* [TEXT SECTION]
((
Tackling the Stigma: Mental Health in Men’s Sport
We often assume that the greatest sportsmen are the strongest humans, defying expectations of what our bodies are physically capable of, and exemplifying the epitome of modern ‘masculinity’ with their grit and determination - but what about their mental strength?
Approximately 1 in 4 people in the United Kingdom will experience a mental health problem each year, and research has found that men are significantly more likely to be reluctant to seek support for their mental health or to disclose mental health problems to loved ones. In recognition of Mental Health Awareness Week 2019, we’re taking a look at three of the world’s finest sportsmen who are paving the way for conversations about men’s mental health, as well as helping to dismantle the stigma that suffering is a weakness.
With a total of 28 Olympic medals from his competitive swimming career, including winning eight gold medals at the 2008 Beijing Games alone, Michael Phelps is the most decorated Olympian of all time. He continues to hold the world record in the men’s 100m butterfly, 200m butterfly, and 400m individual medley, and also won 82 medals in other major international competitions during his illustrious career.
Despite his unprecedented success as an athlete, Phelps has spoken openly since his retirement (2016) about his struggles both with ADHD and severe depression. The 33-year-old candidly discusses his battle with depression and how therapy saved his life, crediting counseling with giving him insight into his feelings and tools to manage his depression. He wants to encourage others, particularly young men, to talk with one another about their experiences.
In recent years Phelps has turned his attention to supporting those living with a mental illness, joining the board of Medibio, a company focused on diagnosis of Mental Health disorders, and partnering with Talkspace, an online and mobile therapy company that connects users with therapists. His Michael Phelps Foundation also now offers stress management programs for swimmers.
‘For me, that’s way bigger than ever winning gold medals. The chance to potentially save a life, to give that person an opportunity to grow and learn and help someone else, there’s nothing better in life’
Since turning professional in 2005, Andy Murray has won three Grand Slam tournaments and three Olympic medals, helped Great Britain to win the Davis Cup, and became world #1 in 2016. He is the first British man to win multiple Wimbledon singles titles since Fred Pretty in 1936, and is the only tennis player, male or female, to have won two Olympic singles titles.
))
* [ENTRIES PROVIDED]
((
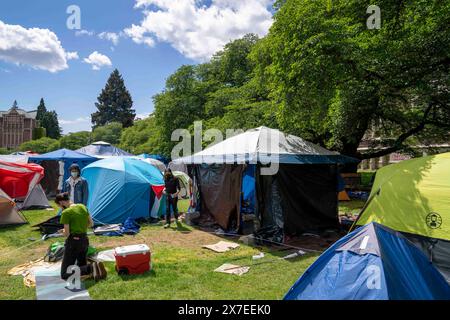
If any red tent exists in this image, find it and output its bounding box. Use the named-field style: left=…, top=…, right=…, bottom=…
left=0, top=161, right=44, bottom=199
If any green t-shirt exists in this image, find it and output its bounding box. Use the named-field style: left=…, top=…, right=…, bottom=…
left=60, top=203, right=89, bottom=234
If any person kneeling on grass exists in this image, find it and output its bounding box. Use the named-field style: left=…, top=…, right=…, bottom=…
left=55, top=192, right=106, bottom=281
left=164, top=169, right=181, bottom=228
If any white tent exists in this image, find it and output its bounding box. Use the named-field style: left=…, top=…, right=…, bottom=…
left=17, top=184, right=51, bottom=210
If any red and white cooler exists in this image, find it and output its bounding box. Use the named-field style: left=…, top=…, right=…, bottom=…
left=114, top=244, right=151, bottom=274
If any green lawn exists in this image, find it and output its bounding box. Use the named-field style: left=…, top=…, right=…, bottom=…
left=0, top=202, right=317, bottom=299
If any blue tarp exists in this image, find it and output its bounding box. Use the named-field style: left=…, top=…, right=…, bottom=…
left=241, top=165, right=256, bottom=213
left=284, top=223, right=450, bottom=300
left=77, top=141, right=132, bottom=157
left=82, top=157, right=164, bottom=224
left=138, top=153, right=169, bottom=166
left=28, top=149, right=98, bottom=180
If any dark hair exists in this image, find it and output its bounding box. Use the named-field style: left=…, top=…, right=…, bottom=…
left=55, top=192, right=70, bottom=204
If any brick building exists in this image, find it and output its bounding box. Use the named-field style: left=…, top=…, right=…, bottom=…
left=0, top=106, right=38, bottom=149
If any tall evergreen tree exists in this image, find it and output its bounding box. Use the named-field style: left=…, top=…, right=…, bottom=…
left=41, top=111, right=61, bottom=139
left=91, top=69, right=136, bottom=128
left=36, top=98, right=47, bottom=121
left=36, top=98, right=61, bottom=139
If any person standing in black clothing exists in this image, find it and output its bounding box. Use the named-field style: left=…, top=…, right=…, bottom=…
left=164, top=169, right=181, bottom=228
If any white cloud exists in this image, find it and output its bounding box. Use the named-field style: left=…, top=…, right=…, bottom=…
left=124, top=24, right=155, bottom=47
left=59, top=116, right=92, bottom=134
left=58, top=117, right=91, bottom=125
left=75, top=29, right=95, bottom=37
left=0, top=20, right=74, bottom=72
left=84, top=51, right=112, bottom=70
left=66, top=51, right=80, bottom=60
left=124, top=0, right=274, bottom=61
left=98, top=32, right=123, bottom=46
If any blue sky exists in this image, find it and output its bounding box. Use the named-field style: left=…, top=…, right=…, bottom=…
left=0, top=0, right=272, bottom=133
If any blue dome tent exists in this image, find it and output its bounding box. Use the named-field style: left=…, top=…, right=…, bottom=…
left=28, top=149, right=98, bottom=180
left=82, top=157, right=164, bottom=224
left=284, top=223, right=450, bottom=300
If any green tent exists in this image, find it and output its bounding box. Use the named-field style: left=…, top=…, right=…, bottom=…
left=356, top=153, right=450, bottom=279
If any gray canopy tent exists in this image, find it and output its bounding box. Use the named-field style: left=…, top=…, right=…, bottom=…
left=173, top=127, right=358, bottom=240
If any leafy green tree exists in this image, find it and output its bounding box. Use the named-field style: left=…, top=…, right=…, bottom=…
left=252, top=0, right=450, bottom=159
left=59, top=131, right=92, bottom=150
left=119, top=116, right=162, bottom=154
left=36, top=98, right=61, bottom=139
left=40, top=111, right=61, bottom=139
left=153, top=66, right=207, bottom=155
left=19, top=137, right=60, bottom=153
left=92, top=122, right=122, bottom=144
left=91, top=69, right=136, bottom=128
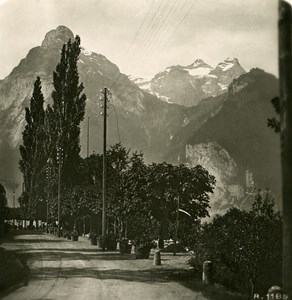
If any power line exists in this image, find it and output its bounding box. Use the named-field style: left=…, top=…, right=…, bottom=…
left=110, top=0, right=155, bottom=89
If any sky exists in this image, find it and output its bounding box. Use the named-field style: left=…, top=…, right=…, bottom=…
left=0, top=0, right=278, bottom=79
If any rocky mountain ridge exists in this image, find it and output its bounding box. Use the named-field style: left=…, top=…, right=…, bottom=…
left=0, top=26, right=280, bottom=210
left=129, top=58, right=246, bottom=107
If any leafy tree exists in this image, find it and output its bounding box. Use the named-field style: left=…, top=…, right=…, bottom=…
left=47, top=36, right=86, bottom=184
left=19, top=77, right=46, bottom=217
left=268, top=97, right=281, bottom=133
left=0, top=183, right=7, bottom=225
left=195, top=192, right=282, bottom=299
left=146, top=163, right=215, bottom=248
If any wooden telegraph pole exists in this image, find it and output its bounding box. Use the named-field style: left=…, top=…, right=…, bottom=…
left=278, top=0, right=292, bottom=299
left=101, top=87, right=109, bottom=251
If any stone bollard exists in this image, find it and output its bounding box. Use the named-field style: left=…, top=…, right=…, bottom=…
left=202, top=261, right=214, bottom=285
left=153, top=250, right=161, bottom=266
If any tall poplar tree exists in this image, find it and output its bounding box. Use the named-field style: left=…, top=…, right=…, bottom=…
left=19, top=77, right=46, bottom=217
left=48, top=36, right=86, bottom=184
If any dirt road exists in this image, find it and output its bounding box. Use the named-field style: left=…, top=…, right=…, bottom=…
left=0, top=234, right=207, bottom=300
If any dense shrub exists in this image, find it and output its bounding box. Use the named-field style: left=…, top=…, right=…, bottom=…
left=190, top=192, right=282, bottom=295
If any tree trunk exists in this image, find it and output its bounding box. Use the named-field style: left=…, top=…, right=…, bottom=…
left=249, top=279, right=254, bottom=300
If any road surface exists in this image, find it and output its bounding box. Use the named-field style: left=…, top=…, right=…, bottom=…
left=0, top=234, right=207, bottom=300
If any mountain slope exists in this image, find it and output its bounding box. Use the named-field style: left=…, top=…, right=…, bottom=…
left=168, top=69, right=281, bottom=210
left=130, top=58, right=245, bottom=107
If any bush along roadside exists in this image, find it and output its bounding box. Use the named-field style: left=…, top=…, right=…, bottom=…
left=0, top=247, right=29, bottom=292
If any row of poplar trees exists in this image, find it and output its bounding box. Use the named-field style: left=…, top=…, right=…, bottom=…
left=19, top=36, right=86, bottom=219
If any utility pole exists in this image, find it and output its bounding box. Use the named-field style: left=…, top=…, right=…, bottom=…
left=100, top=87, right=109, bottom=251
left=87, top=117, right=89, bottom=157
left=173, top=196, right=179, bottom=256
left=46, top=158, right=53, bottom=233
left=57, top=147, right=63, bottom=237
left=278, top=0, right=292, bottom=299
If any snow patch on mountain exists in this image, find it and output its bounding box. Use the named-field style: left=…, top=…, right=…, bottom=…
left=129, top=57, right=245, bottom=106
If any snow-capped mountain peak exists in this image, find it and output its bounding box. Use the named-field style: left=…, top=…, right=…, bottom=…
left=130, top=57, right=245, bottom=106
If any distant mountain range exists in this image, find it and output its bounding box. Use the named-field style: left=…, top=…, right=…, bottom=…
left=0, top=26, right=280, bottom=211
left=129, top=58, right=246, bottom=106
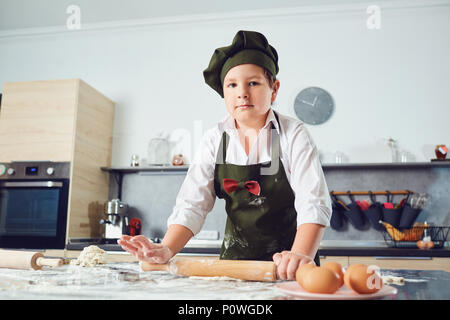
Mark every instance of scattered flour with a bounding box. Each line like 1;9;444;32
70;245;107;267
189;276;243;281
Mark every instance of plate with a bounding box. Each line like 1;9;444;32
275;281;398;300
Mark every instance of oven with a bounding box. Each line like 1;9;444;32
0;161;70;249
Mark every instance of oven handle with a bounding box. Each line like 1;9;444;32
0;181;63;188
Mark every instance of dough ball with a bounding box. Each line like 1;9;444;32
70;245;107;267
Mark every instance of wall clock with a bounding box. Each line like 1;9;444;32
294;87;334;125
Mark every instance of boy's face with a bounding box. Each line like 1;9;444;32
223;64;279;125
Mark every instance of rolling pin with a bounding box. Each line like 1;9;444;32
141;257;277;281
0;250;63;270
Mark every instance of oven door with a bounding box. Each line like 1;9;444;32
0;179;69;249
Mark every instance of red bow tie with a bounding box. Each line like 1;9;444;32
223;179;261;196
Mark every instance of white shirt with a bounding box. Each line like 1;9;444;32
167;109;331;235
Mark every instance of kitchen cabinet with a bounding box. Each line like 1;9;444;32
0;79;114;243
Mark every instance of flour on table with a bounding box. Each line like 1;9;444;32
70;245;107;267
189;276;242;281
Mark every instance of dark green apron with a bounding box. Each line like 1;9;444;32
214;114;319;265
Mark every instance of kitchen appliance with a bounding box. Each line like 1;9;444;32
0;161;70;249
100;199;129;239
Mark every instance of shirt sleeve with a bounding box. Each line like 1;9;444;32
167;130;216;235
289;123;331;227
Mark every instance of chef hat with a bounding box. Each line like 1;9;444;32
203;30;279;98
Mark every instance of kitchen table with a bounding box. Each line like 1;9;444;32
0;262;450;300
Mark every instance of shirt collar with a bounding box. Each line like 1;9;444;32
222;108;280;134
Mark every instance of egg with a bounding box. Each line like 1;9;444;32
344;263;365;291
323;261;344;288
347;265;383;294
295;263;316;287
302;267;340;294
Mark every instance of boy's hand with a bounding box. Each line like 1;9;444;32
117;235;173;263
272;251;315;280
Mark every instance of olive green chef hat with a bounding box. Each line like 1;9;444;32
203;30;279;98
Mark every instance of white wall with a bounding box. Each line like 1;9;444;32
0;1;450;166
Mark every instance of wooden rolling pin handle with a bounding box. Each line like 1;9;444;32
36;257;63;267
141;261;170;271
141;258;277;281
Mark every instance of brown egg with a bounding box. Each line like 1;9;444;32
302;267;340;293
323;261;344;288
348;265;383;294
295;263;316;287
344;263;365;290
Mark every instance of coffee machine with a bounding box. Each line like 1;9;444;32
100;199;129;240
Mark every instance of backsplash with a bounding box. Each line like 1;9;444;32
109;163;450;241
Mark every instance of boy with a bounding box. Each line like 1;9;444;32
119;31;331;280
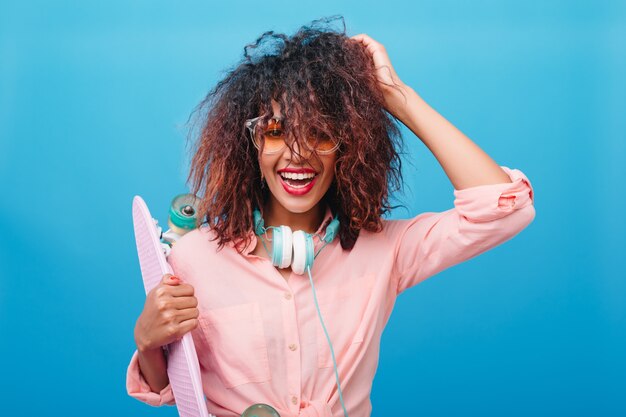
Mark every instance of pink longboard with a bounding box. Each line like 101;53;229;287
133;196;214;417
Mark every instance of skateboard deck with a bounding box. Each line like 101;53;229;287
133;196;215;417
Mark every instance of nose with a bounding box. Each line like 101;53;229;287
285;134;311;163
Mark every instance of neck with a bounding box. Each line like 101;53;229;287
263;197;325;233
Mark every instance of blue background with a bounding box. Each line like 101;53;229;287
0;0;626;416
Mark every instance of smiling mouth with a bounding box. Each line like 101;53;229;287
278;172;317;189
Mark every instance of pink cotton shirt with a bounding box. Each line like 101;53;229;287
126;166;535;417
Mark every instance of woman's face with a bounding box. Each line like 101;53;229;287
259;101;337;213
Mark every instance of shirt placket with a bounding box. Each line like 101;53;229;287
281;274;302;414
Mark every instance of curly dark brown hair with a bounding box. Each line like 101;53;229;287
187;16;402;249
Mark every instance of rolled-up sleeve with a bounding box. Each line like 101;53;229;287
126;350;176;407
389;166;535;294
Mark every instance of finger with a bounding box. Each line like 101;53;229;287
161;274;180;285
167;283;194;297
171;297;198;310
176;308;200;323
177;319;199;339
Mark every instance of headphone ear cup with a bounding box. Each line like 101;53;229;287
280;226;293;268
272;226;284;267
291;230;315;275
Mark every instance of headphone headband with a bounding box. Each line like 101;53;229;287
252;208;339;243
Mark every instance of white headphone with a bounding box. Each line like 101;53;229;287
254;209;339;275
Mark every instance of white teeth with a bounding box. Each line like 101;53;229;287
280;172;315;180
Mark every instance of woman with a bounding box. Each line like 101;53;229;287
127;17;535;417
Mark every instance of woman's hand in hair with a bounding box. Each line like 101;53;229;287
350;33;408;117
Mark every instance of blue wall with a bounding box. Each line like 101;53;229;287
0;0;626;416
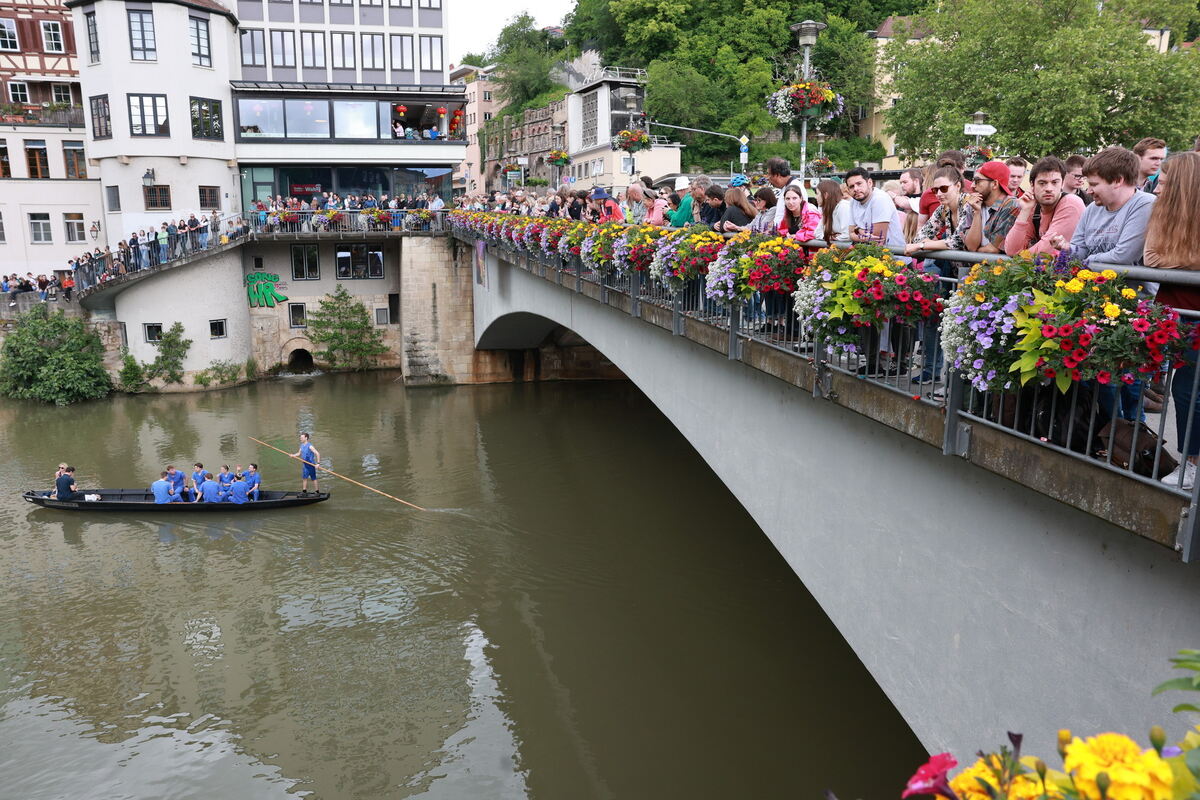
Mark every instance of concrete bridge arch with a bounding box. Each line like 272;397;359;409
474;252;1200;757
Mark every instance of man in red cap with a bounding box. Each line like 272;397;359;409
964;161;1021;253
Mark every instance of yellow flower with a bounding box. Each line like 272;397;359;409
950;754;1062;800
1062;733;1175;800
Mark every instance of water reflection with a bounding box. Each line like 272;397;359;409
0;375;920;800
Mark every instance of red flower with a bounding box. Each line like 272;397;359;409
900;753;959;800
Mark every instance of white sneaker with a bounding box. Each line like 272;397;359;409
1163;458;1196;491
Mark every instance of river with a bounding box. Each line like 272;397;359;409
0;373;925;800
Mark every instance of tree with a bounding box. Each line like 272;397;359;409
886;0;1200;161
0;306;113;405
308;283;388;369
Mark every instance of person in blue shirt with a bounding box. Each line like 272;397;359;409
167;464;187;500
246;464;263;500
226;473;248;505
200;473;224;503
192;462;204;503
292;433;320;497
217;464;233;494
150;471;179;505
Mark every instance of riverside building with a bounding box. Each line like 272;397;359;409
67;0;466;231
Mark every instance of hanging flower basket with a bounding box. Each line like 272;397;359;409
612;131;650;152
))
Please continue the article on mental health in men's sport, picking up right after its last sentence about Andy Murray's titles.

As well as writing himself into the history books and making headlines on the court, Murray has been active in changing perceptions about masculinity; the Scot has long been an outspoken activist for mental health awareness within and outside of sport, noting that an openness about emotions and mental struggles is a necessity. Working with Building Modern Men, Murray has helped to draw out into the open issues in the realms of mental health and suicide among men.
Following his loss to Roger Federer in the 2012 Wimbledon final, Murray burst into tears on court, and he notes that people looked at him not as weak, but as honest and forthcoming;
‘People didn’t laugh or think less of me, it was the opposite. It felt like they respected me more. They respected me for letting off the pressure cooker of emotion and for letting the mask slip’
He has continued to express his emotions publicly, most recently crying after finishing a match at 3am at the Citi Open, and then giving a highly emotional press conference at the 2019 Australian Open regarding his injuries and potentially impending retirement. Murray has been commended for showing that ‘if he, a world class athlete, could weep where people could see him’ then it’s okay for other men too; crying and modern masculinity are compatible.
Danny Rose is no stranger to success, assisting England’s FIFA World Cup squad to the semi-finals last year and helping guide Tottenham Hotspur to the Champions League final earlier this month. The 28-year-old also played for England at the under-17, under-19 and under-21 levels, before being named in the senior squad for the first time in 2014.
In June 2018 Rose stated that he had been diagnosed with depression, triggered by a combination of injury and family tragedy. Speaking out just a week before playing in the national squad at the FIFA World Cup, Rose’s open description of his mental health issues was described as a ‘game changer’, grasping the media’s attention and acting as the catalyst for a wider conversation about mental health within football.
The number of footballers seeking mental health help is now in record numbers, but the Professional Footballers’ Association (PFA) are confident that this reflects a growing trust in the system, with players feeling increasingly comfortable to speak about their emotions. Rose’s decision to speak up has also helped to encourage the FA’s partnership with Heads Together to launch ‘Heads Up’, a campaign ‘using the power of football to change the game on mental health’.